◆ Brief:
Restate word for word the lines below that run from the one holding "Locate the wet" through the one holding "pixel 306 185", inclusive. Pictures don't belong in the copy.

Photo-based referring expression data
___
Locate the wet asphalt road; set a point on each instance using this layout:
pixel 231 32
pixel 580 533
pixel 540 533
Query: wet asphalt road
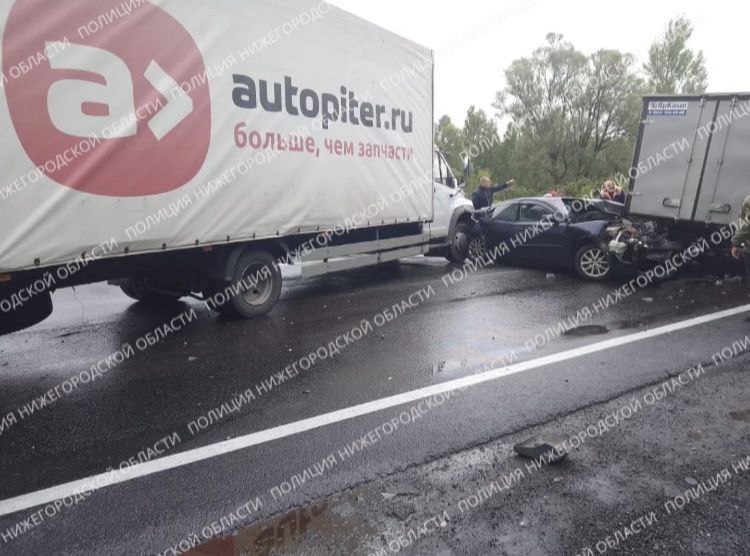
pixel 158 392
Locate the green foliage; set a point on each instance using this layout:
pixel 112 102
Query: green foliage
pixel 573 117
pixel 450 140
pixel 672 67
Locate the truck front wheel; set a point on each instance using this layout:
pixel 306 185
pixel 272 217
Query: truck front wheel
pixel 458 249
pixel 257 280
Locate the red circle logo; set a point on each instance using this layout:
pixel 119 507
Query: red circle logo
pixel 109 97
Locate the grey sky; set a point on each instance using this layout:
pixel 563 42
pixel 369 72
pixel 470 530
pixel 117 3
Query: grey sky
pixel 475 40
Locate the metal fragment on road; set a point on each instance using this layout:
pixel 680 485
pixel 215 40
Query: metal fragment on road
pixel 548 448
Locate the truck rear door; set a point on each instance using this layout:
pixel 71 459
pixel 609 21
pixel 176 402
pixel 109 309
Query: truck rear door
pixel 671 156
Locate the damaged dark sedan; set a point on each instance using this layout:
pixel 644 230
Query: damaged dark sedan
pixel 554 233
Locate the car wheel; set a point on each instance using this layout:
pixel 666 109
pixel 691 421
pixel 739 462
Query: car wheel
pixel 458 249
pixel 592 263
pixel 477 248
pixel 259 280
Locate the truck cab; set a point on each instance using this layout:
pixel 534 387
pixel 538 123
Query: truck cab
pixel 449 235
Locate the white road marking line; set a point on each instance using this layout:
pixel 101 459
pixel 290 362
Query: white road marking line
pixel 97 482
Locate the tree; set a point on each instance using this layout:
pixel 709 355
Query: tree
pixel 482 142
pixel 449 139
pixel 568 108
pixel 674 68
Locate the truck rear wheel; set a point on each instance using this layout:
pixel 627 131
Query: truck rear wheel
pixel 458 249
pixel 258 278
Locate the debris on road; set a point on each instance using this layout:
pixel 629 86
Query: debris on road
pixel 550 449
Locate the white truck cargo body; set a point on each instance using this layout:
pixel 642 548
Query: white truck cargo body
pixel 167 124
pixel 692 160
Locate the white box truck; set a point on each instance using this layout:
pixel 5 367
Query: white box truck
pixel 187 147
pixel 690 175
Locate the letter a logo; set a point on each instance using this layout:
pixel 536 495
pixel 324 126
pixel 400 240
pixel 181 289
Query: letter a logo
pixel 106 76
___
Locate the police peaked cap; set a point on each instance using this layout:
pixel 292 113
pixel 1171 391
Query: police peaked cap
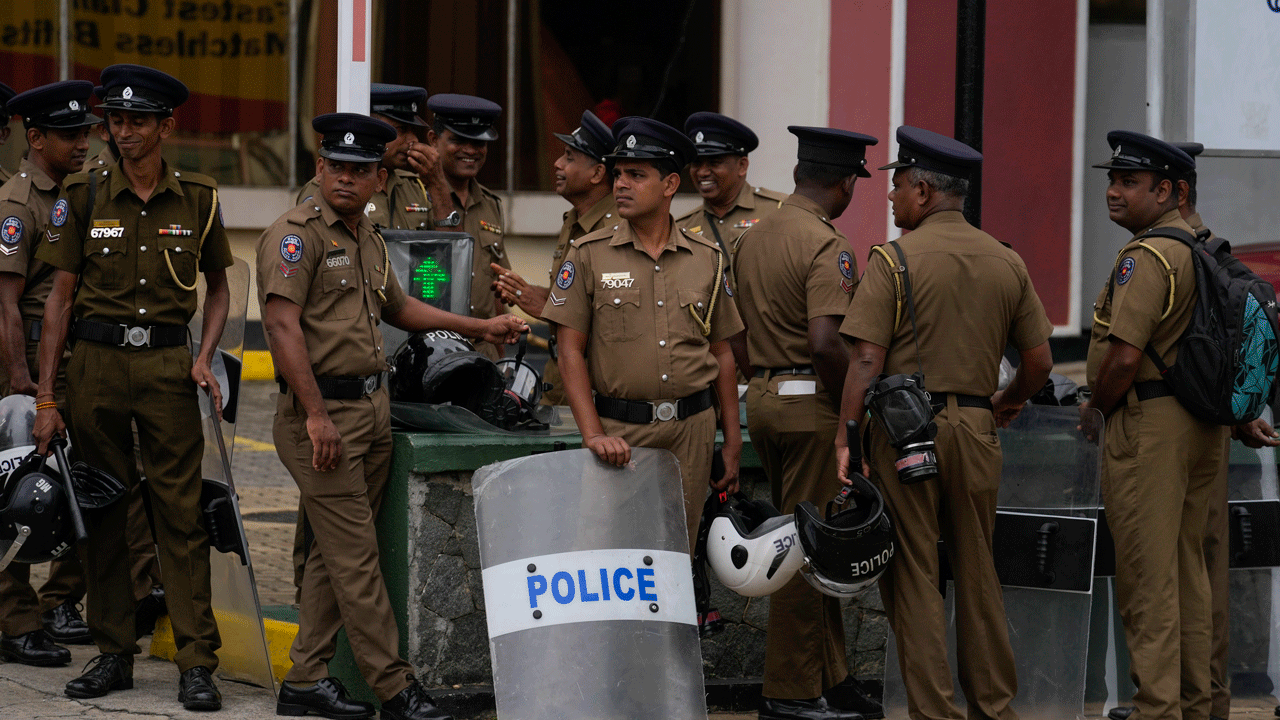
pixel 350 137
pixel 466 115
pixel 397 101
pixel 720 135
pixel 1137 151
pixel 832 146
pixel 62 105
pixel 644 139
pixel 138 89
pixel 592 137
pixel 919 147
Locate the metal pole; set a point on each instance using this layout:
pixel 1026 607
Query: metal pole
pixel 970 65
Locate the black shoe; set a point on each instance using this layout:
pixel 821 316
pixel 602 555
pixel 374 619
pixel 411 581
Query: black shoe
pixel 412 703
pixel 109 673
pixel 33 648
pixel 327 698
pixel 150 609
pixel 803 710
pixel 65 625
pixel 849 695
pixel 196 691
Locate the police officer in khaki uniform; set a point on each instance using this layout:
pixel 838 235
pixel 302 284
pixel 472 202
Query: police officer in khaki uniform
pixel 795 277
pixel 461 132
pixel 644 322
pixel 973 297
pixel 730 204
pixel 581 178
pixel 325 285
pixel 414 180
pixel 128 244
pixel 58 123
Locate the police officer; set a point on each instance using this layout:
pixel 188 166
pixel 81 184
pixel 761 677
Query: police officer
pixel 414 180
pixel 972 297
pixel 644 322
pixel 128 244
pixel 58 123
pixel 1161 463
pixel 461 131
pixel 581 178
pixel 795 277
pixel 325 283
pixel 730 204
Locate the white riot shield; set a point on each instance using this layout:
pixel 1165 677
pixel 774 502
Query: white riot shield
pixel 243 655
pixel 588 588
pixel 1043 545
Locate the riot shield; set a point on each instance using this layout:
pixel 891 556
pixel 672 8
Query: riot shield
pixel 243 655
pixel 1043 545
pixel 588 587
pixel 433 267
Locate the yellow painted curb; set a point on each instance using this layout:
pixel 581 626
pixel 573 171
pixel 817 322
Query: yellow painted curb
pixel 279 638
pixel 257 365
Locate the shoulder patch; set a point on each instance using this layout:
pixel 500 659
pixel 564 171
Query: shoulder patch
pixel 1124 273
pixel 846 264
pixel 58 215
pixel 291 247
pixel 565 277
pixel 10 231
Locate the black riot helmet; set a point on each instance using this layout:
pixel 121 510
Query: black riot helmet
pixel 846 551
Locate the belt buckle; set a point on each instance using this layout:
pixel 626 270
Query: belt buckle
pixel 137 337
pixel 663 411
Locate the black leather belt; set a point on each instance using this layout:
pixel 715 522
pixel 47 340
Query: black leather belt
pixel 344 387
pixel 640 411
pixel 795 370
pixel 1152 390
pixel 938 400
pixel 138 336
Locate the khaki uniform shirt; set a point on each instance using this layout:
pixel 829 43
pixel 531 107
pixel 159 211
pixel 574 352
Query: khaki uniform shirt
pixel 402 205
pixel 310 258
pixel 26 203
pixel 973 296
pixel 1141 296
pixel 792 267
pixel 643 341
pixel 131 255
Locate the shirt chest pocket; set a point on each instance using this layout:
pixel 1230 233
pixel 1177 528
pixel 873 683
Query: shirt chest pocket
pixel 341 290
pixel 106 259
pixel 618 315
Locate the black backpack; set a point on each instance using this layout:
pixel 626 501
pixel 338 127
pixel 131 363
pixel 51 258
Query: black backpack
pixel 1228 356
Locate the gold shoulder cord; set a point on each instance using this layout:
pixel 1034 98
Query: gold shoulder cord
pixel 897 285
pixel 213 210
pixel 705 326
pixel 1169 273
___
◆ Response to this task:
Locate the wet asphalt road; set a point on each instance using this layout:
pixel 231 32
pixel 580 533
pixel 540 533
Query: wet asphalt road
pixel 158 392
Locate the green foliage; set a point on each instance using this layout:
pixel 112 102
Query: green foliage
pixel 573 117
pixel 450 140
pixel 672 67
Locate the truck front wheel; set a point on each instance using this layout:
pixel 306 185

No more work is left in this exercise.